- Required task:
Will you extract the entries word for word? Images should not appear in the copy.

--- Start of Extracted material ---

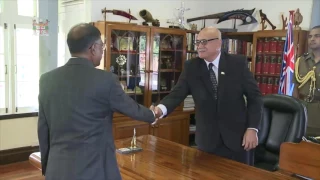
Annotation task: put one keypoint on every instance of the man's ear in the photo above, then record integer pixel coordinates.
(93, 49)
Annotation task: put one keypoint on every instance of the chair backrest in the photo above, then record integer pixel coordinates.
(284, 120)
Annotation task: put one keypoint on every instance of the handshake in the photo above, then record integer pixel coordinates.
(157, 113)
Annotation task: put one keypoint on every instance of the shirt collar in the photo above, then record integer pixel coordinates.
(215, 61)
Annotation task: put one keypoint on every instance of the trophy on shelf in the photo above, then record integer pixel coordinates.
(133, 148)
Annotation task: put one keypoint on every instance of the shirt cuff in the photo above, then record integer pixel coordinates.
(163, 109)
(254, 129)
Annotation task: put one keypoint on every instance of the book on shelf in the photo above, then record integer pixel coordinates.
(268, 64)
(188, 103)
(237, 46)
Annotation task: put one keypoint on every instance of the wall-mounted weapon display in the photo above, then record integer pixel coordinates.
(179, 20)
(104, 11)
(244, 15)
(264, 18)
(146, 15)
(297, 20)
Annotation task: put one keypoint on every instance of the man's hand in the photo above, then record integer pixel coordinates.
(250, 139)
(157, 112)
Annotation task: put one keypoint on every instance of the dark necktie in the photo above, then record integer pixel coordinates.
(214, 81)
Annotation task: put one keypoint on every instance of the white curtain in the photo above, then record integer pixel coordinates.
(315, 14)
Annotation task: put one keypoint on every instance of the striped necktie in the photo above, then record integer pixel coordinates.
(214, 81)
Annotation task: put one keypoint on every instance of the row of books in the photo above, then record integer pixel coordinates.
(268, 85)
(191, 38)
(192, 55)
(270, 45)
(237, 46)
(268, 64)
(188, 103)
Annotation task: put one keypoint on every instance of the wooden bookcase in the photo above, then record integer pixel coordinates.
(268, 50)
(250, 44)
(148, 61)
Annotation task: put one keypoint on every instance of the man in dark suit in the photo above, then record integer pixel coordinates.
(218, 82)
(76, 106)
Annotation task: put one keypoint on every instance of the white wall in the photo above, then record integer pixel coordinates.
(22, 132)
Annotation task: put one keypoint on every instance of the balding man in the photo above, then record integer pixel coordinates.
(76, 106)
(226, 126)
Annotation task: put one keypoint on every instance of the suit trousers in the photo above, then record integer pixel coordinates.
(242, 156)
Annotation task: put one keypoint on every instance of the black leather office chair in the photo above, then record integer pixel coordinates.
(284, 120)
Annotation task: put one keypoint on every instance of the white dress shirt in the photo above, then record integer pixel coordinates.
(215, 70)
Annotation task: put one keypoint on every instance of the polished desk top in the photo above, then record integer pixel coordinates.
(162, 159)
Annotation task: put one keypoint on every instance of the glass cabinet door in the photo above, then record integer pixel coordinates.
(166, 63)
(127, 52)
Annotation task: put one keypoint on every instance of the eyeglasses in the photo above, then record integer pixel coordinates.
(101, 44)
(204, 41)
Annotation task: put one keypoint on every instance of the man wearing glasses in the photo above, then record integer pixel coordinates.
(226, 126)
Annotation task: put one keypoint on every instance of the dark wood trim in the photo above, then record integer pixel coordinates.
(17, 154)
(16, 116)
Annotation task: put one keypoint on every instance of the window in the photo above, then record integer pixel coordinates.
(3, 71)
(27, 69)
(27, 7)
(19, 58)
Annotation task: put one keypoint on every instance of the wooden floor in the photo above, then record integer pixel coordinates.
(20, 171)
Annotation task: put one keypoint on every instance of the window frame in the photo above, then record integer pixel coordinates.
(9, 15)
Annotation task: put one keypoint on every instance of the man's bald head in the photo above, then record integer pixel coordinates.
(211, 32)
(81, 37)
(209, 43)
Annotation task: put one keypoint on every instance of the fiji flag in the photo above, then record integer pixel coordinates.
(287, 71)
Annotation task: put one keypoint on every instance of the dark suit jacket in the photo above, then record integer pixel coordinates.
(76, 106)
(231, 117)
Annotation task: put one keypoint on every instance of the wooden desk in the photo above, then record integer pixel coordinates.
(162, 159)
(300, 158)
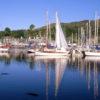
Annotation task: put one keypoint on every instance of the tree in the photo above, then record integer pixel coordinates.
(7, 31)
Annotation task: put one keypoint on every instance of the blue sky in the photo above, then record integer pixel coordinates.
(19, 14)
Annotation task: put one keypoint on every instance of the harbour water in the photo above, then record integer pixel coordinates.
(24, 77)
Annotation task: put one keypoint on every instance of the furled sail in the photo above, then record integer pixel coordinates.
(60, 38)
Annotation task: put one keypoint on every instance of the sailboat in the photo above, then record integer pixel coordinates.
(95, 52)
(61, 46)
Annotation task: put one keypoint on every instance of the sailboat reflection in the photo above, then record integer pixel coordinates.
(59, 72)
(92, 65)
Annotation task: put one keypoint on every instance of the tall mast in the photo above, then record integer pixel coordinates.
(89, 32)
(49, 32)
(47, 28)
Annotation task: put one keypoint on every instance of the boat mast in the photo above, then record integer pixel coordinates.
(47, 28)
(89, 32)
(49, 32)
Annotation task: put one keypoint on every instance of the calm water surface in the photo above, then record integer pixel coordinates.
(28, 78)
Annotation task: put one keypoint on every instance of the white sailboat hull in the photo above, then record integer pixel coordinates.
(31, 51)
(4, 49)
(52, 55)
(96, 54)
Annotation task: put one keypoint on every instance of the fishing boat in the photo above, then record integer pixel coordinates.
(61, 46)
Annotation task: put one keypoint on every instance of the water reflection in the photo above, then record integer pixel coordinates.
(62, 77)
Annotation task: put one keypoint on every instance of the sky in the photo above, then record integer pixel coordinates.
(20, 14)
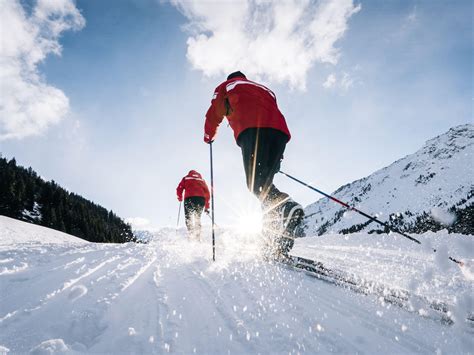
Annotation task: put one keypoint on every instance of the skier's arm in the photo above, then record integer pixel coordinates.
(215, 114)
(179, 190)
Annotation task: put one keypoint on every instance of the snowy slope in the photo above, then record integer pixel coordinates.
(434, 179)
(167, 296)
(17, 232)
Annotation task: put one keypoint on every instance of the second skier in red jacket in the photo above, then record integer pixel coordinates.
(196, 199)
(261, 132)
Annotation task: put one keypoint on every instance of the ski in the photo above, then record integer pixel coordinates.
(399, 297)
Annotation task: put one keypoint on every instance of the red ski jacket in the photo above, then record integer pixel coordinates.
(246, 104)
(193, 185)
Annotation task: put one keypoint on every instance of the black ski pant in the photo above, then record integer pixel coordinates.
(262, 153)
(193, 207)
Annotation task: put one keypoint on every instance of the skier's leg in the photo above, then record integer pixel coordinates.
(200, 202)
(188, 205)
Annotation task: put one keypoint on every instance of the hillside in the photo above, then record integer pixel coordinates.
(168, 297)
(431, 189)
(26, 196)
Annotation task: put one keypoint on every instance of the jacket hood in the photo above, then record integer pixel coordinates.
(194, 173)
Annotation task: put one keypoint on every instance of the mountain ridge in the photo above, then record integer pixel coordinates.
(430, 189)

--- End of Extracted material ---

- Output for this exercise:
Annotation task: put one keypoint on every instance of the man's ear in the photo above, then record integer pixel coordinates.
(93, 49)
Annotation task: put one keypoint on every instance of the chair backrest in the photo above, then record integer pixel coordinates.
(284, 120)
Annotation task: put one keypoint on every instance of the handshake in the photo above, then record integer pixel coordinates.
(157, 113)
Annotation task: put one keypoint on every instance of the shirt collar in the photo above, then record integer pixel coordinates.
(215, 61)
Annotation task: put one keypoint on every instance of the trophy on shelf in the photo above, then record integer pixel coordinates.
(133, 148)
Annotation task: put one keypoint on every instance of the shirt cuff in the photo above, then record integer pixel coordinates.
(163, 109)
(254, 129)
Annotation task: put one keypoint on every instance of the book on shelf in the photo above, then record integer pixel coordinates.
(268, 64)
(188, 103)
(237, 46)
Annotation task: put one keypoint on every instance of the wall-mounted weapon display in the photo above, then record integer pixel coordinates.
(179, 20)
(104, 11)
(244, 15)
(264, 18)
(146, 15)
(297, 20)
Annotation task: put one keypoint on every instance of the man's hand in the photo above, then record integer pixel coordinates.
(250, 139)
(157, 112)
Annotation task: put one keypoint on every instance of the dark necktie in the photo above, then record integer pixel coordinates.
(214, 81)
Annotation task: put one keypoint on every instance of the white curtain in the photo above, then record integer pixel coordinates.
(315, 14)
Annotation task: put one keypoint on every instance of the striped necktie in the photo above, then record integer pixel coordinates.
(214, 81)
Annotation task: put one keypoint on every instance of the row of books in the photo above, then record integer pixel coordinates.
(268, 85)
(191, 38)
(192, 55)
(270, 45)
(237, 46)
(268, 64)
(188, 103)
Annotation task: put one keypoint on every instance of the wooden bookcase in the photo above, then record integer pixel coordinates.
(268, 50)
(250, 44)
(148, 61)
Annotation task: put one keypoint on every instance of the man in dark suit in the photo above, then record integer pixel coordinates.
(218, 82)
(76, 106)
Annotation task: put one keypoint on every instance of the white wall in the photo above, then record integer pixel coordinates.
(22, 132)
Annotation task: put one keypoint on every instance of the balding man in the photo above, then record integer pixel coordinates.
(76, 106)
(226, 126)
Annotation task: put one keypoint on every instance of the suit trousers in the photo above, then record integer pixel coordinates.
(242, 156)
Annotation task: put one keypoint on every instance of the black leather office chair in the photo above, then record integer pixel coordinates.
(284, 120)
Annotation task: put one keypoint on every instance of the white dress shirt in the photo above, then record integer pixel coordinates.
(215, 70)
Annotation task: put one keypoint on every instance of the polished desk top in the photo above, then record integer pixel coordinates.
(162, 159)
Annotation task: put one keypoint on every instance of the glass cabinet door in the photo above, then record integer pixel coordinates.
(166, 63)
(127, 52)
Annotation task: put one keypoint on every instance of the eyeglasses in the photo above, then record integer pixel coordinates.
(101, 44)
(204, 41)
Annotation task: put one keypoint on every instance of the man wearing glasses in the photo above, then record integer pixel coordinates.
(226, 126)
Annotation task: put one keypoint on every instance of the dark wood trim in the photo above, then record integer pixel coordinates.
(17, 154)
(16, 116)
Annotation task: put one keypoint on every instance of the window in the photo above, then record integer pixel coordinates.
(3, 71)
(27, 69)
(27, 7)
(19, 58)
Annotation task: put one keypoint on every instance of the wooden floor in the photo above, then record integer pixel coordinates.
(20, 171)
Annotation task: put one keypoint on every instance of the window frame in the photo above, then record integer pixel coordinates.
(9, 15)
Annotation task: put one keypoint on every instance of the man's bald head in the photo above, then record integer pixel coordinates.
(211, 32)
(81, 37)
(209, 43)
Annotation task: put one keypoint on every instance of the fiji flag in the photo above, then record integer pixel coordinates.
(287, 71)
Annotation task: put one keypoint on every instance of the dark suit jacket in the photo above, then record integer pixel coordinates.
(76, 106)
(231, 117)
Annotation task: put one keypoint on every instance of the wooden desk in the photo above, then record integer pixel coordinates.
(162, 159)
(300, 158)
Annotation task: put one keypoint on every instance of the tree in the photo above, then record integer pixel coordinates.
(7, 31)
Annotation task: put one keypoint on every instance of the blue sky in the photo above, then record integer pixel coordinates.
(19, 14)
Annotation task: put one keypoint on every instance of the harbour water in the photo above, then record integer pixel coordinates.
(24, 77)
Annotation task: put one keypoint on every instance of the furled sail in the photo above, then record integer pixel coordinates.
(60, 38)
Annotation task: put one keypoint on every instance of the sailboat in the photo above, then record integer pixel coordinates.
(95, 52)
(61, 46)
Annotation task: put one keypoint on every instance of the sailboat reflection in the photo above, then record integer pixel coordinates.
(59, 72)
(92, 65)
Annotation task: put one keypoint on every instance of the tall mast in the photo above, then record integer pixel coordinates.
(89, 32)
(49, 32)
(47, 28)
Annotation task: put one keypoint on every instance of the boat mast in the photo above, then record integer pixel coordinates.
(47, 28)
(89, 32)
(49, 32)
Annotation task: put one keypoint on every instance of the calm water surface in the photo above, then record integer pixel coordinates.
(28, 78)
Annotation task: put one keypoint on every instance of the white sailboat hull in the photo above, then record integer pixel coordinates.
(31, 51)
(4, 49)
(52, 55)
(96, 54)
Annotation task: put one keypoint on every instance of the fishing boat in the photo above, then record integer pixel coordinates.
(61, 46)
Annotation task: put one keypoint on every instance of the water reflection in the photo above, then record integer pixel coordinates.
(62, 77)
Annotation task: put one keypoint on every instance of the sky in the photo above, then record integer pixel coordinates.
(20, 14)
Annotation task: put one keypoint on every instance of the skier's arm in the photo above, then record integer pixel coordinates.
(215, 114)
(179, 190)
Annotation task: put one keypoint on every instance of the snowy slope in the photo above, then record integer pixel coordinates.
(434, 179)
(167, 296)
(17, 232)
Annotation task: put one keypoint on every instance of the second skier in red jacket in the photo above, then record integer pixel coordinates.
(196, 199)
(261, 132)
Annotation task: put one keypoint on every instance of the ski in the photo above, then record integer pixel coordinates.
(399, 297)
Annotation task: put one keypoint on every instance of the red ski jacket in the photo above, then record integer pixel coordinates.
(246, 104)
(193, 185)
Annotation task: put one keypoint on every instance of the black ski pant in the photo above, then record integer pixel coordinates.
(262, 153)
(193, 207)
Annotation task: put one keypoint on every instance of the skier's leg in the photo above, then record integer pixel coordinates.
(200, 202)
(188, 205)
Annotation task: put one keypoint on every instance of the hillside in the photo above, then record integer pixel coordinates.
(168, 297)
(431, 189)
(26, 196)
Annotation task: put one keypoint on every instance of the jacket hood in the photo above, then record integer pixel coordinates.
(194, 173)
Annotation task: put one keypoint on every instance of the mountain ridge in the photo above, then record integer pixel coordinates.
(430, 189)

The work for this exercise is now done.